Required task: Edit the part of the listing below that opens with the line containing "Consider the photo above. For every instance of the concrete" and closes with the line containing "(1082, 368)", replacing "concrete column" with "stone pillar" and keeping everything else the same. Give back only those lines.

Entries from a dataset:
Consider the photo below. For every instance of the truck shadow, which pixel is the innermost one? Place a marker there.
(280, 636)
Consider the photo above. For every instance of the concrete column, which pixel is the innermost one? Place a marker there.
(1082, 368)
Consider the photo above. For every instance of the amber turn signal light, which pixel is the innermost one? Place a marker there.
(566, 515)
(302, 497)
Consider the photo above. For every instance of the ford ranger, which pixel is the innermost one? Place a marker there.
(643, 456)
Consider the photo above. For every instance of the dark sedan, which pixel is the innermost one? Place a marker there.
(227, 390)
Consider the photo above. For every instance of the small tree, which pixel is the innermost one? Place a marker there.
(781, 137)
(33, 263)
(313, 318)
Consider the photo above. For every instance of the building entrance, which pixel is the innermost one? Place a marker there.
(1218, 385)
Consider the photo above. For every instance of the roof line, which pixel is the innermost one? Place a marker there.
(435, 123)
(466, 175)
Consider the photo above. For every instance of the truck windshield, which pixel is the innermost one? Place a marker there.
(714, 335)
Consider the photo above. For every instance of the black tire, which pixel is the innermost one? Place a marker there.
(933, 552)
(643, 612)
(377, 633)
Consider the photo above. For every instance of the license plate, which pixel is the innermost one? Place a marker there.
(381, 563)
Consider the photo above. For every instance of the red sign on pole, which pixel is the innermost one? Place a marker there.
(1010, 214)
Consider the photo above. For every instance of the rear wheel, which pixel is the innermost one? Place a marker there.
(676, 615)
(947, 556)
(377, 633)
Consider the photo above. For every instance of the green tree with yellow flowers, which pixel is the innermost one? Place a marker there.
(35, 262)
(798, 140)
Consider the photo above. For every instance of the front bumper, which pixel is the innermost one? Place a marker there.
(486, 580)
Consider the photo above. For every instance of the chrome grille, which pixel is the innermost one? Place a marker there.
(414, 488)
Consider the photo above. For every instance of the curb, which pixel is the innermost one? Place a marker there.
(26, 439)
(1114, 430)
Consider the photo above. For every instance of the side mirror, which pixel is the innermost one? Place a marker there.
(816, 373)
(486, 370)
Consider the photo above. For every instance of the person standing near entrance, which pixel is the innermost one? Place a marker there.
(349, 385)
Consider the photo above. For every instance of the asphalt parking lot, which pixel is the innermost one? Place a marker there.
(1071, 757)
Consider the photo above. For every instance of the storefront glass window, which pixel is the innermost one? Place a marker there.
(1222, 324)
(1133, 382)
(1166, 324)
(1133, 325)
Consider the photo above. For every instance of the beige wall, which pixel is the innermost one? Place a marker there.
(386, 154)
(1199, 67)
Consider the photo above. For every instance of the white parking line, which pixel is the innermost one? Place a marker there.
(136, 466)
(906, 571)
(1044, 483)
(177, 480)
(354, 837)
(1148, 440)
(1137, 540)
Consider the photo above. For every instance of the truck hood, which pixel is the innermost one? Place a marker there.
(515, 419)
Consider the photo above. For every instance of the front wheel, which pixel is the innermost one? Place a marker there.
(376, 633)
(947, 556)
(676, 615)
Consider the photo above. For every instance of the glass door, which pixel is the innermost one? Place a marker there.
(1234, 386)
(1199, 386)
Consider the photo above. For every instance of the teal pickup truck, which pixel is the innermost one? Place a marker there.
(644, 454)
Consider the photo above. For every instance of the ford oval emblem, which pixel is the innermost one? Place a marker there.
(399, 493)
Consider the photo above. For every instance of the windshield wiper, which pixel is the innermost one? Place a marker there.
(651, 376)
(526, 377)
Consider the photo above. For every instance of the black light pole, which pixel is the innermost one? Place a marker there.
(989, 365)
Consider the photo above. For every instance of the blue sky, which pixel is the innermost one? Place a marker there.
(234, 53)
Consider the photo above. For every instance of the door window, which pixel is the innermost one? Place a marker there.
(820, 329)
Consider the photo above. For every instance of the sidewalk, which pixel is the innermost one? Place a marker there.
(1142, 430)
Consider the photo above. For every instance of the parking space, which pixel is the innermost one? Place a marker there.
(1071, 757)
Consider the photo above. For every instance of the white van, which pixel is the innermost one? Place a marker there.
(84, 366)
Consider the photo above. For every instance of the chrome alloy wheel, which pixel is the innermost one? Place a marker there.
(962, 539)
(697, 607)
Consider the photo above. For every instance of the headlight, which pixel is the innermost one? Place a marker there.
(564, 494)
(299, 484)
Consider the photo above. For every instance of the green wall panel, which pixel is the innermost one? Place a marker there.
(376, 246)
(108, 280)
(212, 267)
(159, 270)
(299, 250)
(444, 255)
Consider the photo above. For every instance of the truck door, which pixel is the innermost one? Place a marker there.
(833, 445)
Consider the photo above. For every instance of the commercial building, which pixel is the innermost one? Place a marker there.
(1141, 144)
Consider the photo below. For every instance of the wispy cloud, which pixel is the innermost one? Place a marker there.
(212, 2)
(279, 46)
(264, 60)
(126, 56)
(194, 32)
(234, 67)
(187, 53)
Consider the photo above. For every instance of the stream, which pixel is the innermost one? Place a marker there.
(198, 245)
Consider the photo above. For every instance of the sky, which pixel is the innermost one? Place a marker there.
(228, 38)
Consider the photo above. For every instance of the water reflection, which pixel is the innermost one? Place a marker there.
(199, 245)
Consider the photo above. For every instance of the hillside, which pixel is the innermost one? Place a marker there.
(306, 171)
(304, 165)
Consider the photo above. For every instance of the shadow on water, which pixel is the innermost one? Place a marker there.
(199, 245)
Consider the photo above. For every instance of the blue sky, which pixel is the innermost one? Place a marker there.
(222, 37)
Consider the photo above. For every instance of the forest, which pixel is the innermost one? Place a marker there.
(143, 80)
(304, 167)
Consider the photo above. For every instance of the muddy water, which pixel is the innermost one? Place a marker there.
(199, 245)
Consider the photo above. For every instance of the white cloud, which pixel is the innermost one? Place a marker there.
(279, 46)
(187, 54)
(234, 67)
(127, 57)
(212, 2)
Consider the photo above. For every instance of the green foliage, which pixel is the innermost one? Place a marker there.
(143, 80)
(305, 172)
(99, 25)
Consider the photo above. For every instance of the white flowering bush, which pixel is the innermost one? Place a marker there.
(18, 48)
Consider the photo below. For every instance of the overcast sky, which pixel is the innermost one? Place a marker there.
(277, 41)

==

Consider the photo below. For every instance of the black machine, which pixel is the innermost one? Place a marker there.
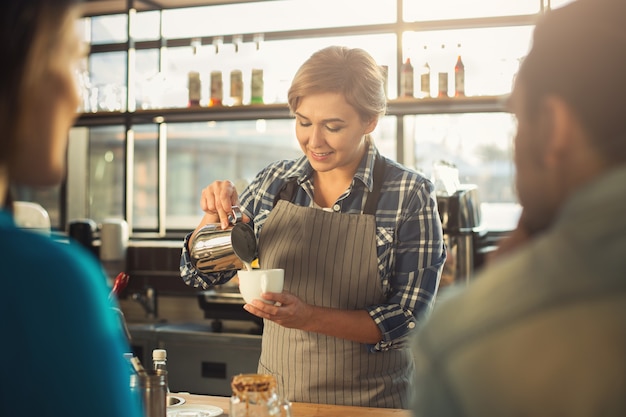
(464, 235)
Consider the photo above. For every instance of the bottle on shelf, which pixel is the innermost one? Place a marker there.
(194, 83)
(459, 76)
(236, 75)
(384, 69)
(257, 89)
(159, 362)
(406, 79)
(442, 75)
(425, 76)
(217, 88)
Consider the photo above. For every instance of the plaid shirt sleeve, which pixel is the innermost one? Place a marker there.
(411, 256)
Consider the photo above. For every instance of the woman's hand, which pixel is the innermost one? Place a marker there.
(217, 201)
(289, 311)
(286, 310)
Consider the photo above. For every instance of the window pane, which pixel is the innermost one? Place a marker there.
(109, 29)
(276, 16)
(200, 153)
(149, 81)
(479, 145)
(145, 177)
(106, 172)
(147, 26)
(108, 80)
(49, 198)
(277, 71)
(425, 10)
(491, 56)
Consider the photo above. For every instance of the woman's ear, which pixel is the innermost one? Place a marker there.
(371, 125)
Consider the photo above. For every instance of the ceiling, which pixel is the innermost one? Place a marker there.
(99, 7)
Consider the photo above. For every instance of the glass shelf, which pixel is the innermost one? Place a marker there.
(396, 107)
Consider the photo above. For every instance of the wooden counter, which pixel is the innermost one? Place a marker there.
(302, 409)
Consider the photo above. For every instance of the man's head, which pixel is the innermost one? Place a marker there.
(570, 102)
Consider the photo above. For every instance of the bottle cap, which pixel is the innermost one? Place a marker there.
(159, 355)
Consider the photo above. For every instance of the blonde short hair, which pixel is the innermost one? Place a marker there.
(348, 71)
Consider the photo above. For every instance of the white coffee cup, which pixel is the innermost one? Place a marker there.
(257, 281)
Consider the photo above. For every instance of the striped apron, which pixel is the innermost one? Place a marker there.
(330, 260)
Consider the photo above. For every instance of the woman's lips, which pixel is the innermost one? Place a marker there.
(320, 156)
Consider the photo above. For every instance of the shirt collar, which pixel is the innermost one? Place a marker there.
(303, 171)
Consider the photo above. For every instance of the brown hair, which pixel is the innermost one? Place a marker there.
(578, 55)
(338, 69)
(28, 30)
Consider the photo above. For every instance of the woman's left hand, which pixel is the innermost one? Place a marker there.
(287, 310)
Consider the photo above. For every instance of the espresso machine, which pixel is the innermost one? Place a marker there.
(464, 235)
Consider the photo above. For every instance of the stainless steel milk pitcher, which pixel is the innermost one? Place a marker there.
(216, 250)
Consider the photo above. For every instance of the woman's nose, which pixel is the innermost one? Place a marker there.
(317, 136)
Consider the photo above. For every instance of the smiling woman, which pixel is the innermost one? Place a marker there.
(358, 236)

--

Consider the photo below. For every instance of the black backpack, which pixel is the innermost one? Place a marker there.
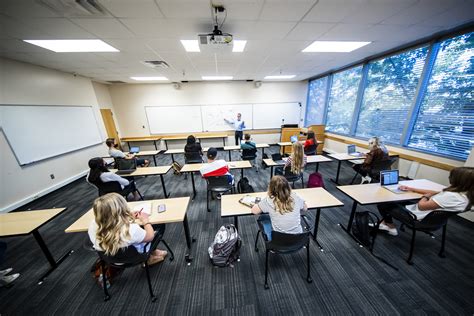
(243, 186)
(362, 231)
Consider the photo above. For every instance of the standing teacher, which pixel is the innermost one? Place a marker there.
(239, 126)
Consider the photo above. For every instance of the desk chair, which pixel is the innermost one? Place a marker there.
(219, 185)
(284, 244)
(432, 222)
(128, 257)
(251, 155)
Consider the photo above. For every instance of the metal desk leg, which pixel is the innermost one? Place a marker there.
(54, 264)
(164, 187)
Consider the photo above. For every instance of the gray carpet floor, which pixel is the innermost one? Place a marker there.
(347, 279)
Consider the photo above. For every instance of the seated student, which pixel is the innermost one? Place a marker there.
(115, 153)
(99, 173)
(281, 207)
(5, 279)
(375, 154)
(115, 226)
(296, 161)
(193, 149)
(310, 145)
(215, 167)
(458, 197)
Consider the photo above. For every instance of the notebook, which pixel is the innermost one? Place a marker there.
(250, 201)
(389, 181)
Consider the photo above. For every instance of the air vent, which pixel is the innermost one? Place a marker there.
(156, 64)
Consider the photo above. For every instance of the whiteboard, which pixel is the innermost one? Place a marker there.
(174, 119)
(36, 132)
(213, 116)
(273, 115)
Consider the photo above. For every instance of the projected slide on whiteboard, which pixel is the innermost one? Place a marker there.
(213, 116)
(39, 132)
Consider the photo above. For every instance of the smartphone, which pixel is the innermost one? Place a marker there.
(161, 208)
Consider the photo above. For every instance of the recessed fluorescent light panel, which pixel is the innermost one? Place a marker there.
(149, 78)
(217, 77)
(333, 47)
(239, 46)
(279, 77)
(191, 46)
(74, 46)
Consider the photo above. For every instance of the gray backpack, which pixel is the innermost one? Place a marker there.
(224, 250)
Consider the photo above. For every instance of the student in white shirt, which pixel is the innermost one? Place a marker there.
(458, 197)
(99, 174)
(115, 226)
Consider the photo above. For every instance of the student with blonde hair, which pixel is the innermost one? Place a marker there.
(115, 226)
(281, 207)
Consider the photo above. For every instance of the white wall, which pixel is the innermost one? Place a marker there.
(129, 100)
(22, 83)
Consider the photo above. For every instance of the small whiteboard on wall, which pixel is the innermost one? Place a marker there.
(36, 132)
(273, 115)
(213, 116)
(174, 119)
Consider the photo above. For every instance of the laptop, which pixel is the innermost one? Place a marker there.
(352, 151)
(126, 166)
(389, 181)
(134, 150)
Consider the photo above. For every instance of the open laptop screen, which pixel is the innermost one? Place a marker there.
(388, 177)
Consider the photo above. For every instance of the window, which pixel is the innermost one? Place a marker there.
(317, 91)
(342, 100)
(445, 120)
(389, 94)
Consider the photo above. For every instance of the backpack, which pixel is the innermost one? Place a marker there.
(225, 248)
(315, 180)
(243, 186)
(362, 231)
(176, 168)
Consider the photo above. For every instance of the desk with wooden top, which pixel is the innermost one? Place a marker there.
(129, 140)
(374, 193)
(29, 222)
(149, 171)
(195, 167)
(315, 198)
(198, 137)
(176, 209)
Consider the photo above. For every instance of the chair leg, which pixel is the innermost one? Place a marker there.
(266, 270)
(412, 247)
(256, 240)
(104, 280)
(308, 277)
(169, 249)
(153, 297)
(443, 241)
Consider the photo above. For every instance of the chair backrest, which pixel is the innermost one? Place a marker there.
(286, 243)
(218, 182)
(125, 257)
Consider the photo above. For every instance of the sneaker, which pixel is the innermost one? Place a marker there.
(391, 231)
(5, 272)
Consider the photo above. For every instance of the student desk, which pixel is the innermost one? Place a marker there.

Output of the task:
Consider the photo above. For every instance of the stone pillar, which pixel is the innermost one? Place a marker there.
(1082, 368)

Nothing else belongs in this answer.